WHAT YOU WILL DO: Add 119 to each bounding-box coordinate in the material from the line with "Labeling guideline: look at the image above and mark any house" up to and including the line with "[0, 125, 542, 425]". Write out every one of those lines again, leaving all other text unchanged.

INPUT:
————

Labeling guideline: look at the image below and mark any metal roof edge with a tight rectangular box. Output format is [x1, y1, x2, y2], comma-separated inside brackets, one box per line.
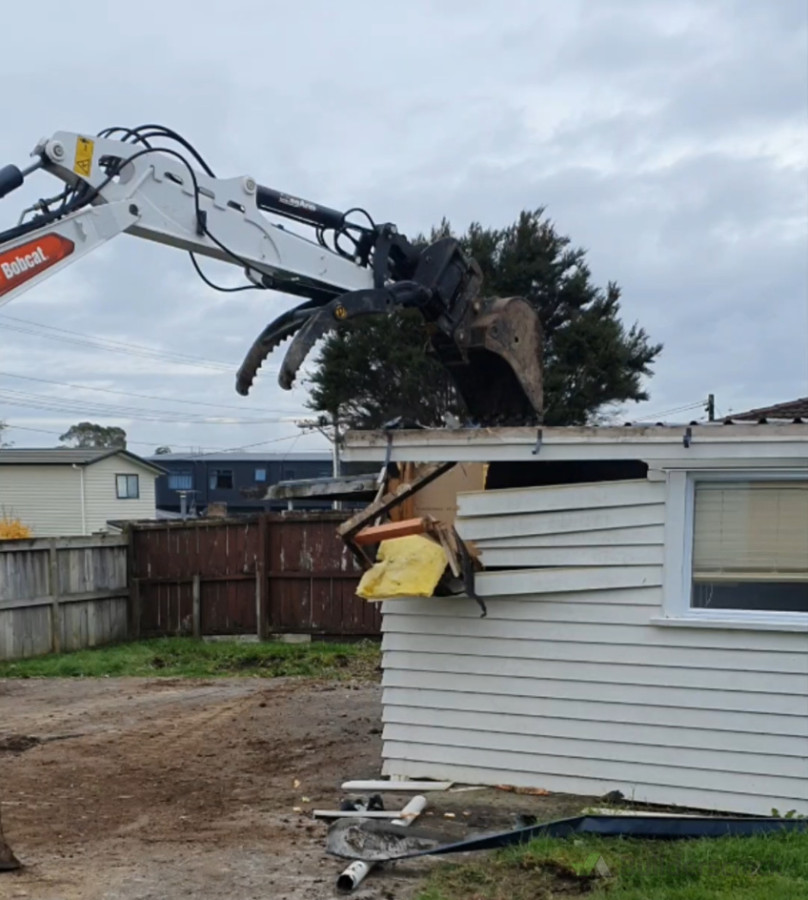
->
[343, 422, 808, 462]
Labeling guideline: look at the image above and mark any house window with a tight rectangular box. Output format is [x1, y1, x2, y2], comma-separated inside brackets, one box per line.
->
[168, 472, 194, 491]
[210, 469, 233, 491]
[690, 480, 808, 613]
[664, 470, 808, 631]
[115, 475, 140, 500]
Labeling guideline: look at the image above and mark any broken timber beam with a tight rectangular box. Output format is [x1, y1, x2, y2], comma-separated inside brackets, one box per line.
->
[354, 519, 427, 546]
[337, 462, 456, 540]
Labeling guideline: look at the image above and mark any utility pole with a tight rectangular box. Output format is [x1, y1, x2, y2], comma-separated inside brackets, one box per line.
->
[332, 415, 342, 510]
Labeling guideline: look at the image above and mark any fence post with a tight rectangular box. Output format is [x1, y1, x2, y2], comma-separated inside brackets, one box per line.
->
[126, 523, 140, 641]
[255, 513, 269, 641]
[191, 572, 202, 637]
[48, 538, 62, 653]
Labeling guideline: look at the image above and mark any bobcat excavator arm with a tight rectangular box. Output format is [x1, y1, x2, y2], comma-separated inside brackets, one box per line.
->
[0, 125, 542, 425]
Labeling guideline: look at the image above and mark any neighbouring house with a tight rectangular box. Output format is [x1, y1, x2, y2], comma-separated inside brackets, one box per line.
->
[150, 453, 368, 515]
[0, 448, 163, 537]
[346, 411, 808, 814]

————

EXERCISE OUTPUT:
Labeling guideline: look at the image above and mark any house window with a tight rectangular box. Output format is [x1, y1, x2, y2], comma-separated inside brackets, one box per line.
->
[287, 591, 313, 610]
[329, 588, 352, 610]
[809, 599, 927, 732]
[783, 589, 927, 750]
[234, 594, 259, 619]
Labeling guideline: look at the image above and mark any broken timber beam with a tight rectangular box. Output format is [x1, y1, x2, y2], comma-separated inside brackets, one box per line.
->
[473, 638, 546, 665]
[456, 581, 575, 659]
Labeling guideline: look at the image above and mark any utility pole with a tight rectangular box. Output format is [x1, y1, x2, y2], comma-separated inside brackets, one box per line.
->
[451, 534, 461, 629]
Labeling guideline: look at the image above and mark any fence post with a tight rectangular box. Output format is [x1, y1, x2, y2], comma-separated inside brackets, one box per line.
->
[245, 642, 259, 760]
[374, 632, 388, 760]
[310, 691, 321, 756]
[167, 657, 181, 772]
Labeling guideline: look at the image above and mark any bobcat excavator arm with a tight rectangular box. Output format is [x1, y1, x2, y2], comma-separated inside brackets, one box per line.
->
[119, 244, 661, 544]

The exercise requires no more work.